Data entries
<<<<

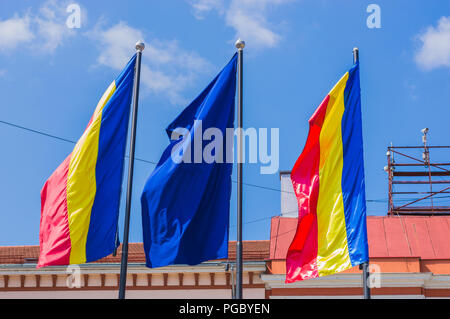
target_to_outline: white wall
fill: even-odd
[[[117,290],[1,291],[0,299],[116,299]],[[229,289],[128,290],[129,299],[231,299]],[[264,288],[244,289],[244,298],[264,299]]]
[[[292,187],[290,174],[281,174],[281,215],[298,217],[297,198]]]

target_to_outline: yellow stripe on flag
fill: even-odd
[[[67,178],[67,212],[71,241],[70,263],[86,262],[86,241],[96,194],[95,168],[102,111],[116,90],[113,81],[97,104],[91,123],[72,151]]]
[[[341,120],[348,72],[330,91],[327,114],[320,132],[320,190],[317,202],[319,276],[351,268],[342,198],[343,146]]]

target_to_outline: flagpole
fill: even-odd
[[[370,299],[369,262],[368,261],[366,261],[365,263],[362,264],[362,270],[363,270],[364,299]]]
[[[238,135],[237,135],[237,240],[236,240],[236,293],[235,299],[242,299],[242,79],[243,79],[243,58],[244,58],[244,47],[245,42],[238,39],[235,43],[236,49],[238,50]]]
[[[359,63],[359,49],[357,47],[353,48],[353,63]],[[363,290],[364,299],[370,299],[370,288],[369,288],[369,262],[366,261],[359,265],[359,269],[363,271]]]
[[[122,243],[122,260],[120,263],[120,279],[119,279],[119,299],[125,299],[125,287],[127,283],[127,266],[128,266],[128,237],[130,232],[130,210],[131,210],[131,194],[133,189],[133,168],[134,168],[134,151],[136,144],[136,123],[139,100],[139,82],[141,77],[141,58],[142,51],[145,48],[144,42],[136,43],[136,65],[133,86],[133,113],[131,118],[131,137],[130,137],[130,158],[128,165],[128,181],[127,181],[127,201],[125,205],[125,223],[123,228]]]

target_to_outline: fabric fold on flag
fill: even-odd
[[[291,181],[299,215],[286,256],[286,283],[368,261],[358,63],[310,118]]]
[[[147,267],[228,256],[232,149],[223,140],[234,128],[236,60],[166,129],[170,144],[141,196]]]
[[[95,261],[116,248],[135,62],[136,55],[41,190],[38,268]]]

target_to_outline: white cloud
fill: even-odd
[[[67,1],[48,0],[39,8],[39,14],[34,19],[40,41],[39,51],[53,53],[75,34],[73,29],[66,26],[67,5]]]
[[[0,21],[0,52],[12,52],[26,43],[33,53],[54,53],[76,34],[74,29],[66,26],[68,4],[69,1],[47,0],[37,9],[30,8],[26,14],[16,13],[13,18]],[[85,25],[84,8],[81,18]],[[93,29],[82,34],[99,45],[98,65],[115,70],[121,70],[135,53],[136,41],[145,40],[141,30],[125,22],[106,28],[102,19]],[[172,104],[186,103],[183,91],[211,69],[207,60],[195,52],[184,50],[177,41],[152,38],[143,55],[141,82],[144,89],[167,97]],[[0,69],[0,76],[2,74]]]
[[[194,16],[197,19],[204,19],[205,14],[217,10],[219,13],[224,11],[223,0],[189,0],[189,4],[194,9]]]
[[[142,31],[125,22],[104,29],[97,26],[88,36],[101,47],[98,63],[121,70],[135,52],[138,40],[145,40]],[[172,104],[186,103],[182,92],[191,86],[200,74],[211,69],[208,61],[195,52],[183,50],[177,41],[151,39],[146,42],[141,66],[141,82],[155,94],[168,97]]]
[[[198,19],[210,11],[223,16],[227,26],[254,48],[274,47],[281,40],[276,27],[269,22],[270,10],[292,0],[190,0]]]
[[[16,49],[20,44],[30,42],[34,34],[30,29],[30,18],[28,15],[0,21],[0,50],[7,51]]]
[[[415,61],[421,68],[450,67],[450,17],[440,18],[436,28],[429,27],[418,38],[422,43]]]
[[[107,30],[97,26],[94,31],[88,33],[88,36],[100,44],[101,52],[98,62],[116,70],[122,69],[130,59],[135,51],[136,41],[144,39],[141,31],[129,27],[124,22]]]
[[[0,21],[0,50],[10,52],[26,43],[33,52],[53,53],[75,33],[65,24],[67,3],[48,0],[35,13],[30,9]]]

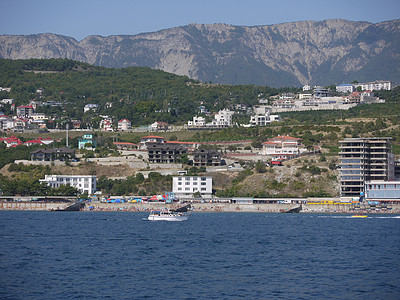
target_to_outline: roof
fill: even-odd
[[[114,145],[136,146],[136,144],[134,144],[134,143],[129,143],[129,142],[114,142]]]
[[[126,122],[130,122],[128,119],[122,119],[122,120],[119,120],[118,123],[119,123],[119,122],[125,122],[125,121],[126,121]]]
[[[26,141],[24,144],[43,144],[43,143],[39,140],[30,140]]]
[[[164,139],[162,136],[157,136],[157,135],[148,135],[148,136],[142,136],[140,139]]]

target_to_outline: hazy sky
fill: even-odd
[[[400,0],[0,0],[0,34],[138,34],[190,23],[271,25],[400,18]]]

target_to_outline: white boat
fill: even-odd
[[[154,210],[150,212],[150,215],[147,217],[150,221],[186,221],[188,219],[188,215],[185,215],[182,212],[175,212],[170,210]]]

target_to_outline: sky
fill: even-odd
[[[400,19],[399,0],[0,0],[0,34],[135,35],[190,23]]]

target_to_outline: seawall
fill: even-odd
[[[21,211],[52,211],[63,209],[71,203],[54,202],[0,202],[0,210]],[[84,211],[151,211],[165,208],[176,209],[185,204],[174,203],[86,203]],[[261,212],[277,213],[298,207],[299,204],[233,204],[233,203],[193,203],[193,212]],[[354,206],[351,204],[303,204],[302,212],[308,213],[354,213],[363,211],[368,213],[400,213],[400,204],[390,204],[383,208],[369,206]]]

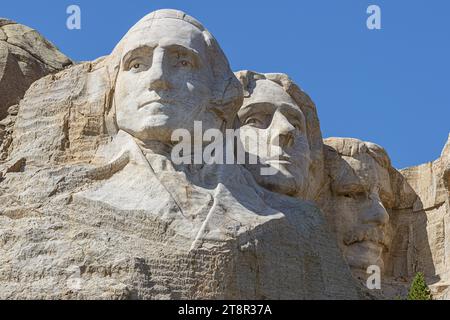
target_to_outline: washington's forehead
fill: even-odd
[[[133,27],[122,39],[125,51],[139,46],[182,45],[203,52],[206,48],[201,30],[183,20],[149,20]]]
[[[271,80],[256,81],[256,85],[251,96],[245,99],[244,104],[248,105],[259,102],[272,103],[275,105],[281,103],[296,105],[291,96],[281,86]]]

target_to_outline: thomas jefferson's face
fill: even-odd
[[[155,19],[125,39],[115,88],[117,124],[143,140],[170,143],[192,131],[212,96],[202,32],[178,19]]]
[[[331,172],[331,219],[350,267],[384,267],[389,248],[388,209],[394,202],[388,170],[370,155],[342,156]]]
[[[311,160],[305,116],[295,101],[275,82],[258,80],[238,118],[245,151],[258,157],[258,164],[246,164],[258,183],[275,192],[302,194]],[[261,174],[267,167],[274,174]]]

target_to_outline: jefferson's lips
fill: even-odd
[[[138,109],[142,109],[143,107],[146,107],[146,106],[151,105],[151,104],[154,104],[154,103],[169,104],[169,103],[171,103],[171,101],[169,101],[169,100],[164,100],[164,99],[150,100],[150,101],[147,101],[147,102],[142,103],[141,105],[139,105]]]

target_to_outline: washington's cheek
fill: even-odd
[[[114,93],[117,112],[122,110],[126,112],[137,111],[141,93],[137,86],[130,86],[133,80],[127,79],[127,77],[118,80]]]
[[[186,107],[196,109],[206,107],[211,100],[210,84],[203,77],[189,74],[174,75],[172,81],[174,100],[183,102]]]

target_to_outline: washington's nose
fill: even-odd
[[[290,147],[294,143],[295,127],[288,118],[281,112],[276,112],[272,120],[273,137],[272,144],[279,144],[280,147]]]
[[[370,205],[362,215],[363,223],[385,226],[389,223],[389,214],[378,195],[369,196]]]
[[[151,91],[170,88],[165,72],[164,52],[155,52],[153,55],[152,66],[148,74],[148,86]]]

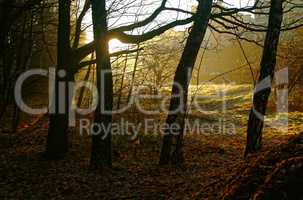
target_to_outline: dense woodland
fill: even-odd
[[[302,0],[0,0],[1,199],[303,199]]]

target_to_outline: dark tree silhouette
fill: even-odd
[[[192,70],[203,41],[211,14],[212,0],[201,0],[194,17],[194,24],[186,41],[184,51],[175,72],[171,100],[166,123],[170,128],[165,132],[160,155],[160,164],[181,164],[183,162],[183,131],[186,113],[188,86]],[[179,87],[180,86],[180,87]],[[176,112],[173,112],[176,111]],[[173,130],[172,124],[180,129]],[[174,139],[174,141],[173,141]]]
[[[112,115],[104,111],[111,111],[113,106],[113,80],[108,51],[107,39],[107,12],[105,0],[91,0],[92,18],[94,27],[94,41],[97,63],[97,88],[99,102],[96,108],[95,123],[110,130]],[[101,129],[98,134],[92,136],[91,167],[111,167],[112,148],[111,133]]]
[[[51,159],[62,158],[68,151],[68,113],[69,95],[68,80],[70,80],[70,0],[59,0],[59,25],[57,32],[57,69],[55,75],[55,88],[53,92],[53,102],[51,102],[54,113],[50,113],[46,157]],[[58,72],[65,71],[58,75]],[[59,87],[59,83],[65,83],[64,88]],[[64,97],[60,95],[60,90],[65,89]]]
[[[266,106],[271,92],[271,87],[263,87],[262,81],[274,77],[276,55],[283,18],[283,0],[271,0],[269,12],[268,31],[266,33],[263,55],[261,60],[260,75],[253,97],[253,107],[249,114],[247,126],[247,144],[245,155],[253,153],[261,148],[263,117],[266,113]]]

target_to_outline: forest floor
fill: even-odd
[[[219,199],[228,183],[256,157],[243,158],[245,130],[235,135],[187,135],[185,165],[158,166],[159,137],[125,142],[114,138],[113,169],[89,169],[90,137],[70,135],[68,156],[41,157],[47,118],[18,133],[1,133],[1,199]],[[264,133],[263,152],[290,135]],[[261,153],[262,154],[262,153]]]
[[[210,91],[207,94],[215,94],[216,87],[208,87]],[[215,124],[224,115],[226,123],[236,124],[236,131],[234,134],[185,134],[185,164],[177,168],[158,165],[162,139],[160,134],[143,134],[136,140],[113,136],[113,168],[93,171],[89,169],[91,137],[80,135],[79,131],[73,129],[69,134],[70,151],[67,157],[58,161],[44,160],[41,155],[46,145],[48,118],[21,116],[17,132],[0,128],[0,199],[217,200],[223,193],[232,196],[235,194],[233,191],[238,191],[238,186],[232,184],[234,180],[239,180],[241,184],[247,183],[243,184],[245,186],[249,185],[249,180],[254,180],[247,174],[249,170],[245,169],[256,167],[262,155],[302,132],[303,101],[289,99],[288,130],[265,126],[262,152],[244,158],[247,116],[251,106],[250,88],[233,86],[227,89],[228,96],[222,100],[211,98],[200,102],[205,108],[220,110],[222,102],[227,101],[227,113],[192,113],[188,119]],[[302,98],[303,94],[298,96]],[[41,98],[41,95],[36,99],[30,98],[33,103],[44,105],[41,99],[46,98]],[[275,110],[274,104],[268,107],[269,110]],[[272,113],[268,115],[270,120],[277,117],[284,119],[283,115]],[[146,116],[130,113],[122,117],[139,123]],[[114,120],[119,118],[121,116],[116,116]],[[165,116],[158,118],[160,121],[163,119]],[[2,124],[9,125],[9,121],[3,121]],[[302,153],[299,152],[300,155]],[[279,154],[278,157],[283,156]],[[266,173],[270,173],[273,170],[269,166],[271,164],[265,162],[260,166],[265,165]],[[257,169],[264,172],[261,168]],[[241,178],[240,175],[245,172],[246,176]],[[251,174],[260,175],[258,171]],[[264,181],[266,175],[261,174],[256,183],[262,185],[260,181]],[[247,177],[250,179],[247,180]],[[247,188],[240,187],[239,191],[247,192]]]

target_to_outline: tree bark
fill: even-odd
[[[166,119],[166,123],[170,128],[165,131],[163,138],[160,165],[169,163],[182,164],[184,161],[182,146],[188,86],[207,29],[212,2],[212,0],[199,1],[193,27],[175,72],[169,107],[170,113]],[[172,113],[174,110],[176,110],[176,112]],[[173,130],[171,128],[173,124],[177,124],[179,129]]]
[[[101,127],[100,132],[92,134],[91,161],[92,168],[112,166],[111,121],[113,107],[113,80],[108,51],[107,13],[105,0],[91,0],[94,41],[96,48],[97,89],[99,102],[94,119]],[[106,113],[104,111],[107,111]],[[109,112],[109,113],[108,113]]]
[[[57,69],[52,106],[54,113],[50,113],[49,129],[46,146],[46,157],[60,159],[68,151],[68,113],[70,97],[68,95],[68,81],[71,80],[71,47],[70,47],[70,6],[71,0],[59,0],[59,26],[57,32]],[[65,76],[58,76],[59,70],[65,71]],[[64,88],[59,83],[65,83]],[[64,97],[60,90],[65,89]],[[51,95],[51,94],[49,94]],[[60,108],[61,111],[60,111]],[[64,110],[64,112],[62,112]]]
[[[268,31],[266,33],[263,56],[261,60],[261,70],[259,74],[256,92],[253,97],[253,107],[249,114],[247,126],[247,143],[245,155],[253,153],[261,148],[263,118],[266,113],[266,106],[271,92],[271,87],[258,91],[262,87],[262,81],[266,78],[273,80],[276,55],[279,43],[281,23],[283,18],[283,0],[271,0],[269,12]]]

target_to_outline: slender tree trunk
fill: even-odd
[[[8,84],[10,81],[9,71],[12,69],[12,58],[14,58],[8,43],[8,34],[12,25],[9,19],[11,18],[10,14],[13,13],[12,8],[8,6],[10,3],[13,4],[15,1],[0,0],[0,93],[2,94],[0,96],[0,120],[4,116],[9,104],[8,98],[11,91]],[[2,124],[0,123],[0,125]]]
[[[91,59],[91,60],[94,59],[94,53],[92,53],[90,59]],[[86,72],[85,77],[84,77],[84,79],[83,79],[84,81],[88,81],[89,76],[90,76],[90,74],[91,74],[91,69],[92,69],[92,67],[93,67],[93,64],[90,64],[90,65],[88,66],[87,72]],[[83,98],[84,98],[85,90],[86,90],[85,87],[82,87],[82,88],[80,89],[79,98],[78,98],[78,103],[77,103],[77,107],[78,107],[78,108],[80,108],[81,105],[82,105],[82,101],[83,101]]]
[[[71,0],[59,0],[59,26],[57,32],[57,70],[52,106],[54,113],[50,113],[47,137],[46,157],[60,159],[68,151],[68,112],[70,97],[68,95],[68,81],[71,80],[71,47],[70,47],[70,5]],[[62,70],[62,71],[60,71]],[[64,73],[64,71],[65,73]],[[62,72],[61,76],[58,72]],[[65,76],[64,76],[65,74]],[[63,76],[62,76],[63,75]],[[61,87],[60,84],[65,83]],[[64,97],[62,97],[63,92]],[[51,94],[50,94],[51,95]]]
[[[137,44],[137,49],[140,48],[140,44]],[[134,83],[135,83],[135,75],[137,71],[137,65],[138,65],[138,59],[139,59],[139,51],[136,53],[136,58],[135,58],[135,63],[134,63],[134,71],[132,73],[132,78],[130,80],[130,86],[129,86],[129,91],[127,95],[127,103],[129,103],[130,97],[133,93],[133,88],[134,88]]]
[[[271,0],[268,31],[266,33],[263,56],[260,64],[261,70],[255,89],[256,92],[253,97],[253,107],[249,114],[245,155],[256,152],[261,148],[263,118],[266,113],[271,87],[262,90],[259,89],[263,87],[263,80],[270,78],[271,81],[274,77],[279,35],[283,18],[282,4],[283,0]]]
[[[111,121],[113,107],[113,80],[107,39],[107,13],[105,0],[91,0],[94,40],[96,48],[97,88],[99,102],[96,108],[95,124],[99,132],[92,133],[91,167],[112,166]],[[107,112],[105,112],[107,111]]]
[[[188,86],[199,49],[205,36],[211,7],[212,0],[199,1],[192,30],[186,41],[183,54],[175,72],[169,107],[170,113],[166,119],[166,123],[171,128],[166,130],[163,138],[159,162],[161,165],[169,163],[182,164],[184,160],[182,146]],[[172,113],[172,111],[176,112]],[[173,130],[173,124],[178,125],[179,129]]]
[[[121,84],[120,84],[120,91],[119,91],[119,96],[118,96],[118,100],[117,100],[117,109],[120,109],[121,97],[122,97],[123,85],[124,85],[124,76],[125,76],[125,71],[126,71],[126,67],[127,67],[127,59],[128,59],[128,54],[125,55],[124,67],[123,67],[123,71],[122,71]]]

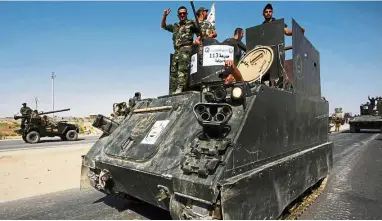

>>>>

Could you repeat exactly the lines from the first one of the records above through the line containing "target_to_outline: flagpole", leaving out any pictures?

target_to_outline: white wall
fill: even-odd
[[[117,290],[1,291],[0,299],[116,299]],[[229,289],[128,290],[129,299],[231,299]],[[264,288],[244,289],[244,298],[264,299]]]
[[[292,187],[290,174],[281,174],[281,215],[298,217],[297,198]]]

target_to_outline: yellow stripe on flag
fill: even-odd
[[[67,178],[67,212],[71,241],[70,263],[86,262],[86,241],[96,194],[95,168],[102,111],[116,90],[113,81],[97,104],[91,123],[72,151]]]
[[[341,120],[348,72],[330,91],[327,114],[320,132],[320,190],[317,202],[319,276],[351,268],[342,198],[343,146]]]

target_to_outline: flagpole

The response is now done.